▸ Dokumentabschnitt
- - - - - - -

TAG24: Aber mit Verlaub: Ist das nicht auch Selbstbetrug?
Sven Schulze: "Wir haben uns mit Ideen und Visionen beworben, sonst wird alles sehr technisch."
TAG24: … dass man bei riesigen Apfelbaum-Pflanzungen gewisse biologische Dinge beachten muss, sollte schon klar sein.
Sven Schulze: "Dass im Laufe des Prozesses angepasst werden muss, ist auch nicht so selten."
TAG24: Hand aufs Herz: Manche Projekte werden gar nicht umgesetzt werden können.
Sven Schulze: "Ja. Aber das ist bei Kulturhauptstädten nicht neu. Die EU-Kommission hat uns gerade einem Monitoring unterzogen. Ich erwarte für Ende Juni den Bericht, der auch Hinweise enthalten wird. Auch wenn das mir keine schlaflosen Nächte bereitet. Aber ich sehe schon Verbesserungspotenzial, was das Thema Kommunikation betrifft, was das Thema Beteiligung betrifft. Die Balance zwischen Internationalität und Mitnahme der Leute vor Ort ist noch nicht so da."
TAG24: Das "Kosmos"-Festival fällt dieses Jahr aus. Findet es 2025 statt?
Sven Schulze: "Das ist ein zentrales Projekt, das steht nicht zur Disposition. Man wird sehen, ob es unter der Konstruktion CWE weitergeführt wird oder von jemand anderem."
TAG24: Und wo sollen die Gäste alle schlafen?
Sven Schulze: "Es wird 2025 nicht an 365 Tagen High Life geben. Es wird Schwerpunktwochenende geben. Aber wir denken auch regional, wir werden das Umland miteinbeziehen. An wenigen Tagen werden wir wohl auch die Kapazitäten von Dresden und Leipzig in Anspruch nehmen müssen, das will ich nicht ausschließen."
"Ein Abgesang beim CFC täte mir sehr weh"
TAG24: Sie sind Mitglied beim CFC. Dort läuft es gerade rumpelig …
Sven Schulze: "Ich verfolge das als OB und als Fan mit einem gewissen Erstaunen. Es tut mir ein bisschen weh, weil ich der Überzeugung bin, dass Fußball zur Stadt Chemnitz gehört. Und dass der Verein nicht auf Dauer in die vierte Liga gehört. Fakt ist aber auch, dass wirtschaftliche Rahmenbedingungen auch zu einem Profiverein gehören. Aus den aktuellen Vorgängen ergeben sich etliche Fragen. Ich darf daran erinnern, dass sich die Stadt finanziell stark engagiert. Und jetzt sind die Gremien und die, die dort ihr Geld reingesteckt haben, gefordert, ein neues Konzept aufzubauen. Ein Abgesang jetzt, wenn der käme, täte mir sehr weh. Aber die Stadt sehe ich im Moment nicht in irgendeiner Verpflichtung."
TAG24: Wo ist die Grenze für das finanzielle Engagement der Stadt?

- - - - - - -

▸ Angezeigte Einträge
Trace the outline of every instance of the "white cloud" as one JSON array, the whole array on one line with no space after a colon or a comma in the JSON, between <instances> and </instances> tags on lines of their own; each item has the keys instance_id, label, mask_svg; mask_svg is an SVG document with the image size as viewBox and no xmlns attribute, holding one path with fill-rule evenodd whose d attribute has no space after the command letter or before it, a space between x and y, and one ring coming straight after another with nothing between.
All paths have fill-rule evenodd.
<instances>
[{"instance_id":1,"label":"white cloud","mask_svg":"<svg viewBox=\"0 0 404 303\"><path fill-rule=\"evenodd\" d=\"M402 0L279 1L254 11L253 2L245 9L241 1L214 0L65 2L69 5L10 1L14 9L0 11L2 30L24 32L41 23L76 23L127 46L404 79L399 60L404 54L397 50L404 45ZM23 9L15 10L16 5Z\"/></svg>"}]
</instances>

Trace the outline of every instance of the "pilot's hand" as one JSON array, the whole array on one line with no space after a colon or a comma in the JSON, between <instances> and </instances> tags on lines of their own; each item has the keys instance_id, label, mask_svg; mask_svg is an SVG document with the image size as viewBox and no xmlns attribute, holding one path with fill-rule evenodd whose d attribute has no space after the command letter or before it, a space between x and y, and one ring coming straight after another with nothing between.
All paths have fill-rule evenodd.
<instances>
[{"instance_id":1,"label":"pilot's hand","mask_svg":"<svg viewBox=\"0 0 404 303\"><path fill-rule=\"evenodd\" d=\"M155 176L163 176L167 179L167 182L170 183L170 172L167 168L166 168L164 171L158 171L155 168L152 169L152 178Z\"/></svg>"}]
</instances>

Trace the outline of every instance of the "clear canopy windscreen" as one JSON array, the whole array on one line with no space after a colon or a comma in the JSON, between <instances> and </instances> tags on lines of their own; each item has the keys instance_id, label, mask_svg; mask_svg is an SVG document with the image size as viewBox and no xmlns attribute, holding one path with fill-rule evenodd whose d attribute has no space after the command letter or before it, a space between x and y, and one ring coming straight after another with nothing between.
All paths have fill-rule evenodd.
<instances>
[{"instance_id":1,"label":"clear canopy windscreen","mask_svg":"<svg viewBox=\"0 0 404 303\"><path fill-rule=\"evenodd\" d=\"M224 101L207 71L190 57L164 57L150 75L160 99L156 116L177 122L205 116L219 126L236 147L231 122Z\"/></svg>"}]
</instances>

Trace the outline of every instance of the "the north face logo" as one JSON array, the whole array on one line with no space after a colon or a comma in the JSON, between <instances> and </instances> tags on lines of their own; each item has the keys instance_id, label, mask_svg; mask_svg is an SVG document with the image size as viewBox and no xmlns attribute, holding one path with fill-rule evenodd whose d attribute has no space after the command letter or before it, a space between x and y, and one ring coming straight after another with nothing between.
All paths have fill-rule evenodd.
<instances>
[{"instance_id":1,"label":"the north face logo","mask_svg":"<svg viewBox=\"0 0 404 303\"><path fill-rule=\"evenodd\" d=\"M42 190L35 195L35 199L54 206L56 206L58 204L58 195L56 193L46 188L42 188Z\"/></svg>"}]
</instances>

- - - - - - -

▸ Erforderliche Schritte
(A) Prüfen Sie, ob die Aussagen (i) bis (iii) mit dem Interview mit Sven Schulze übereinstimmen: (i) Schulze erwartet den Bericht der EU-Kommission für Ende Juni. (ii) Das „Kosmos“-Festival findet dieses Jahr statt. (iii) Schulze sieht die Stadt derzeit in einer Verpflichtung gegenüber dem CFC. Antworten Sie jeweils mit Ja oder Nein und zitieren Sie die entscheidende Stelle wörtlich.
(B) Schreiben Sie das Interview mit Sven Schulze im Anschluss an die Frage „Wo ist die Grenze für das finanzielle Engagement der Stadt?“ weiter.

▸ Erwartete Ergebnisse
(A)
(i) Ja: „Ich erwarte für Ende Juni den Bericht, der auch Hinweise enthalten wird.“
(ii) Nein: „Das "Kosmos"-Festival fällt dieses Jahr aus.“
(iii) Nein: „Aber die Stadt sehe ich im Moment nicht in irgendeiner Verpflichtung.“

(B)
Sven Schulze: "Man muss immer schauen, wen man mit einer solchen Entscheidung trifft. Der CFC leistet eine sehr gute Nachwuchsarbeit. Das würde ich nicht infrage stellen. Aber klar ist: Wir erwarten, dass mit der städtischen Unterstützung vernünftig und professionell umgegangen wird und dass sie vor allem dem Vereinszweck zugutekommt und niemand anderem. Wenn das nicht so sein sollte, muss man sie infrage stellen."
"Social Media ist wichtiges Kommunikationsmittel"
TAG24: Auf Social Media sind Sie recht sparsam unterwegs.
Sven Schulze: "Och, das ist eine Frage der Perspektive. Ich habe einen Facebook-Kanal, den ich pflege. Ich habe mich bewusst gegen Twitter entschieden. Beim Thema Instagram sind wir gerade in der Diskussion. Vielleicht findet man mich in absehbarer Zeit dort. Grundsätzlich halte ich Social Media für ein wichtiges Kommunikationsmittel. Auch, weil man die Bürger gut erreicht."
TAG24: Wie privat wird der Instagram-Kanal?
Sven Schulze: "Jeder Politiker, jeder OB hat das Recht auf eine Privatsphäre. Er ist ja nicht 24 Stunden, sieben Tage die Woche im Büro. Er hat ein Hobby, er geht wandern. Das kann man in einem gewissen Maß zeigen. Kinder, Homestory, Strandfoto wird es nicht geben."
TAG24: Als Privatmann ist es in der Öffentlichkeit sicher nicht einfach.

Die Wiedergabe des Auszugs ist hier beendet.